Think of it this way: health insurance companies have an average profit margin of 3.4%, and according to the study above, those who comply with the MLR only make an average margin of 0.7%. If to comply with the new MLR (among other regulations) takes 2.7% of your profit margin, or 2.7 cents off every dollar, how do you make up that loss? With an average profit of 0.7 cents per dollar, you must now generate about four more dollars of revenue to make the same profit, or an increase of 400% in revenue. How can you do that? The easiest way is probably to increase premiums.

Of course, this won’t stop Democrats from demonizing the insurance companies as if the insurers are simply increasing rates to line their pockets. Here is what Connecticut’s Democrat Attorney General had to say about the news of the rate increases:

Attorney General Richard Blumenthal called on Insurance Commissioner Thomas Sullivan “to schedule public hearings on all pending health insurance rate increase requests, ensuring proper analysis and inquiry by consumers, businesses and government officials.”

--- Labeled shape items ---

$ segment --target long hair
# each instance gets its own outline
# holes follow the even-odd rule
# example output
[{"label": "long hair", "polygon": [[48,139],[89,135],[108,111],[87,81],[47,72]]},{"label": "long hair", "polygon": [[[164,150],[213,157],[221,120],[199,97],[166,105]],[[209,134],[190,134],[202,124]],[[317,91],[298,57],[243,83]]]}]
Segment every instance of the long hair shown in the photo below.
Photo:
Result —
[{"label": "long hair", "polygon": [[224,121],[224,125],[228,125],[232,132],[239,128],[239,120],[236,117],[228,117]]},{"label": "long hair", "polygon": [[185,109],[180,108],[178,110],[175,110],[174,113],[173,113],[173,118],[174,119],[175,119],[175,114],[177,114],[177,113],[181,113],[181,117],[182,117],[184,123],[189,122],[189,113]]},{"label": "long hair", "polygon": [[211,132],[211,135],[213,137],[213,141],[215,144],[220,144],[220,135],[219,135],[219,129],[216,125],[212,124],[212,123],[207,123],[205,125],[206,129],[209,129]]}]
...
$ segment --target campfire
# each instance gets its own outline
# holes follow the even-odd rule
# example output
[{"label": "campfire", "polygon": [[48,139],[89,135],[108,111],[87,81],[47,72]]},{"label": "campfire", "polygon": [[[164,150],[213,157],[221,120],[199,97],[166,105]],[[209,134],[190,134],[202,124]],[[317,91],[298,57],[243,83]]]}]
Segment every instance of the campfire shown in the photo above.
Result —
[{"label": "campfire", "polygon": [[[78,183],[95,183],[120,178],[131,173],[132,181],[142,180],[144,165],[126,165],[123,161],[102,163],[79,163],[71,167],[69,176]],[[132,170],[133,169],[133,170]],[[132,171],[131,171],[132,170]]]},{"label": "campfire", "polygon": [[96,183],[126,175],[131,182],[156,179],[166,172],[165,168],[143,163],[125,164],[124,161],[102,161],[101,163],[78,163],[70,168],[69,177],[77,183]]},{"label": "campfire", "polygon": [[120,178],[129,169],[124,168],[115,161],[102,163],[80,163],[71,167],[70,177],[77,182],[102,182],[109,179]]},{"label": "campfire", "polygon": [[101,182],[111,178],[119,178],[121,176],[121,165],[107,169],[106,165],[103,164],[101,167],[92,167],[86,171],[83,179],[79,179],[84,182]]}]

--- REQUIRED WORK ---
In the passage on health insurance rate increases, whom did Attorney General Richard Blumenthal call on to schedule public hearings? The items have nothing to do with this.

--- SOLUTION ---
Insurance Commissioner Thomas Sullivan.